#### TASK PROMPT:
Arrange every line of the material below as a numbered list, omitting any blank lines.

#### PROVIDED MATERIAL:
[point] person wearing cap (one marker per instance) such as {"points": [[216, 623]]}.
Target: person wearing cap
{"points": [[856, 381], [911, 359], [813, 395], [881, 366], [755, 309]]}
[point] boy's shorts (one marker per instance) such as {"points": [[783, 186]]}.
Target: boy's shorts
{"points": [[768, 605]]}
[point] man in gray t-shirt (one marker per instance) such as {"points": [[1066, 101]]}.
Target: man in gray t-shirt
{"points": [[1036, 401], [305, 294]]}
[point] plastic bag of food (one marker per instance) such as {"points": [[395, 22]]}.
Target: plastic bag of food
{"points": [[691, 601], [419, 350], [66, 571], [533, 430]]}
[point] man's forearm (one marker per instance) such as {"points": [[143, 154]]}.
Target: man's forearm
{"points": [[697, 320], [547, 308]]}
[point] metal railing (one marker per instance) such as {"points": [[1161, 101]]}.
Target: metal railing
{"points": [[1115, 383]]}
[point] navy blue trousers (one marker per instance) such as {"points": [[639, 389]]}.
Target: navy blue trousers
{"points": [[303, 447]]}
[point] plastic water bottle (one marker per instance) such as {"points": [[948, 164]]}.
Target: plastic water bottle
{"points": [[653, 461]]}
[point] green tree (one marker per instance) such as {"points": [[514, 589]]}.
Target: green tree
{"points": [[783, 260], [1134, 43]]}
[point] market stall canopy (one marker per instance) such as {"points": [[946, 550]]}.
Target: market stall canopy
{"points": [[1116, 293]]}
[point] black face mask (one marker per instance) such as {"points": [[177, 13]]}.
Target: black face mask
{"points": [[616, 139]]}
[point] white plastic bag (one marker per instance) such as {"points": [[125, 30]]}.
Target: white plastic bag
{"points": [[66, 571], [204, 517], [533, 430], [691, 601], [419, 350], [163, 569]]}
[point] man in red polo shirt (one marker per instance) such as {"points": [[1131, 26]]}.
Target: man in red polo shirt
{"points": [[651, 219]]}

#### RESULT OF THIS EXERCISE:
1. [point] person wearing cap (one marker per instance) such as {"points": [[216, 623]]}.
2. Target: person wearing cap
3. {"points": [[856, 381], [911, 359], [813, 395], [881, 366], [755, 309]]}
4. [point] boy's shorts (one marker per instance) such as {"points": [[783, 186]]}.
5. Target: boy's shorts
6. {"points": [[768, 605]]}
7. [point] man in gray t-shirt (one marker per instance) such as {"points": [[1066, 101]]}.
8. Target: man in gray t-shirt
9. {"points": [[1036, 401], [305, 294]]}
10. [point] plastic bag of food (one marker per instance) such as {"points": [[395, 22]]}.
11. Target: plastic bag of food
12. {"points": [[691, 601], [419, 350], [66, 571], [533, 430]]}
13. [point] man's forearm (one marker per instance) such as {"points": [[143, 154]]}.
14. Target: man's forearm
15. {"points": [[697, 320], [547, 308]]}
16. [point] metal railing (one marker per instance) such as {"points": [[1161, 101]]}.
17. Target: metal railing
18. {"points": [[1115, 383]]}
19. [point] navy blue trousers (one marker per instance) such as {"points": [[639, 389]]}.
20. Target: navy blue trousers
21. {"points": [[303, 447]]}
22. [point] plastic water bottle (one marker per instance) such as {"points": [[948, 164]]}.
23. Target: plastic water bottle
24. {"points": [[653, 461]]}
25. [point] green tree (one marker per instance) such as {"points": [[514, 589]]}.
26. Target: green tree
27. {"points": [[783, 260], [1134, 43]]}
28. [point] market stall canopy (one marker per instance) such as {"points": [[946, 550]]}.
29. Target: market stall canopy
30. {"points": [[1116, 293]]}
31. [point] black face mask (one marker per instance) such as {"points": [[177, 13]]}.
32. Target: black face mask
33. {"points": [[616, 139]]}
34. [point] white plastic bag (one marker per instance) such as {"points": [[125, 30]]}.
35. Target: white plastic bag
36. {"points": [[66, 571], [204, 517], [533, 430], [691, 601], [419, 350], [163, 569]]}
37. [point] man in red polo shirt (one marker per instance) such as {"points": [[1131, 26]]}.
38. Target: man in red polo shirt
39. {"points": [[651, 219]]}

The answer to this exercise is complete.